Task to complete: Reproduce verbatim the items from the line containing "Report the position of each instance of the white" up to and including the line containing "[[433, 169]]".

* * *

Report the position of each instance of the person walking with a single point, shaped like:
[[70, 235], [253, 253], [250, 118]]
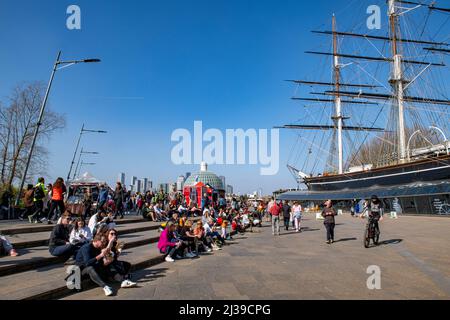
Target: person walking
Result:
[[275, 211], [40, 192], [102, 197], [329, 213], [118, 200], [28, 203], [286, 215], [297, 216], [57, 200], [87, 202]]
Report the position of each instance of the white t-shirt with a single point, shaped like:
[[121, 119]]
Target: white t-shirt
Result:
[[75, 235]]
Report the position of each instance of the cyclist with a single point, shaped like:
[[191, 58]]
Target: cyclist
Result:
[[375, 211]]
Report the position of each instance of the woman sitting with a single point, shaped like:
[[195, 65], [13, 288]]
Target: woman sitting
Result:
[[117, 269], [216, 238], [168, 244], [80, 233], [202, 241], [189, 239]]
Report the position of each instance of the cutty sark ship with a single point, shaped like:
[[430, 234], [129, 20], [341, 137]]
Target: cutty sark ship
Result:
[[412, 146]]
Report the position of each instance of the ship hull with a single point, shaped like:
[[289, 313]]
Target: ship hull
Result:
[[433, 169]]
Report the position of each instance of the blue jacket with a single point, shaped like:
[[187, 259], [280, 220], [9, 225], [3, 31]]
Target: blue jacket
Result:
[[86, 256], [103, 196]]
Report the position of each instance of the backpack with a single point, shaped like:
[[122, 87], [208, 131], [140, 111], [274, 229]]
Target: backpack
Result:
[[39, 193]]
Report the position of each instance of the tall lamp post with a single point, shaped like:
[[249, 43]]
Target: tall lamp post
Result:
[[78, 163], [86, 164], [57, 66], [82, 131]]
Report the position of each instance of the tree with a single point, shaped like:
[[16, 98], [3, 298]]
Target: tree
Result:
[[17, 125]]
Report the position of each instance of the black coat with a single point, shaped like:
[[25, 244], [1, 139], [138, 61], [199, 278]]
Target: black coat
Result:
[[60, 235]]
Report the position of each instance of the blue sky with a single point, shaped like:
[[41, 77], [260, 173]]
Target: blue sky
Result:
[[164, 65]]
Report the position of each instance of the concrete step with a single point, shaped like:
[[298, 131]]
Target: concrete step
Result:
[[39, 257], [25, 227], [48, 282], [37, 239]]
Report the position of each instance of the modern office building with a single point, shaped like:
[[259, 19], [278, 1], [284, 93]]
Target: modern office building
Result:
[[180, 183], [138, 185], [222, 178], [164, 187], [145, 185], [150, 185], [121, 178]]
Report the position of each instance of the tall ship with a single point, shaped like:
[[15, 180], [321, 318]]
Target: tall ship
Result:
[[386, 100]]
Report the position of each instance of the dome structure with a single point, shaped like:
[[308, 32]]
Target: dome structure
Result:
[[206, 177]]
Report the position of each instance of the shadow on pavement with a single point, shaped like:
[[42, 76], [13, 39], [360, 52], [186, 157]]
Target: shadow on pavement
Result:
[[388, 242], [345, 239]]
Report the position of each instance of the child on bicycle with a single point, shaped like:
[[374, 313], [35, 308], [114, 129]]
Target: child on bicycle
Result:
[[375, 211]]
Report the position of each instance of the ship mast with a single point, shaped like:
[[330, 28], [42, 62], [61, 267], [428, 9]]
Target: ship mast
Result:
[[337, 99], [397, 81]]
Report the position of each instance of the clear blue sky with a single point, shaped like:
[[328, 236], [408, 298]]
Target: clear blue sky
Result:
[[164, 65]]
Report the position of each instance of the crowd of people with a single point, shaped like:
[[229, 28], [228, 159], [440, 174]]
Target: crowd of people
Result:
[[90, 240]]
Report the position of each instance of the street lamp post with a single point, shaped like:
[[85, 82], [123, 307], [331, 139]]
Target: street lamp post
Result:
[[83, 130], [78, 163], [41, 113], [86, 164]]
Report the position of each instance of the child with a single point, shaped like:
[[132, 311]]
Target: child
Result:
[[6, 247], [224, 233]]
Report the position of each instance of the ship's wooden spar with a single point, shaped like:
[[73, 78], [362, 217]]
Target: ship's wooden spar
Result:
[[332, 84], [437, 50], [375, 58], [430, 6], [328, 100], [366, 36], [329, 127], [379, 96]]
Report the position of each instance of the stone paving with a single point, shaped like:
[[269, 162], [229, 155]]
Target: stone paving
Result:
[[414, 258]]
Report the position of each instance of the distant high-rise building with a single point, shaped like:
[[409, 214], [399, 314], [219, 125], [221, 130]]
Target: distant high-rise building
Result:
[[222, 178], [180, 183], [145, 185], [139, 185], [133, 184], [121, 178], [164, 187], [150, 185]]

* * *

Solution to the problem:
Report the position of each instance of the white t-shirt with a single point, shaped like:
[[121, 119]]
Target: white t-shirt
Result:
[[75, 235]]
Report the position of each instance of the cyclist with a single point, shaped like:
[[191, 58]]
Target: cyclist
Result:
[[375, 211]]
Report the position of each instance of the woman sitting with a single point, shaped like:
[[195, 65], [13, 288]]
Target: woman sitting
Result:
[[117, 269], [216, 238], [168, 244], [80, 233], [202, 241], [189, 239]]
Report the position of each instance of the cutty sark ship with a single point, shaped like:
[[430, 234], [129, 20], [341, 137]]
Target: cutty sark ship
Result:
[[412, 146]]
Report the position of each instance of the ship hull with a single point, shaped like:
[[289, 313]]
Target: ship hull
Result:
[[433, 169]]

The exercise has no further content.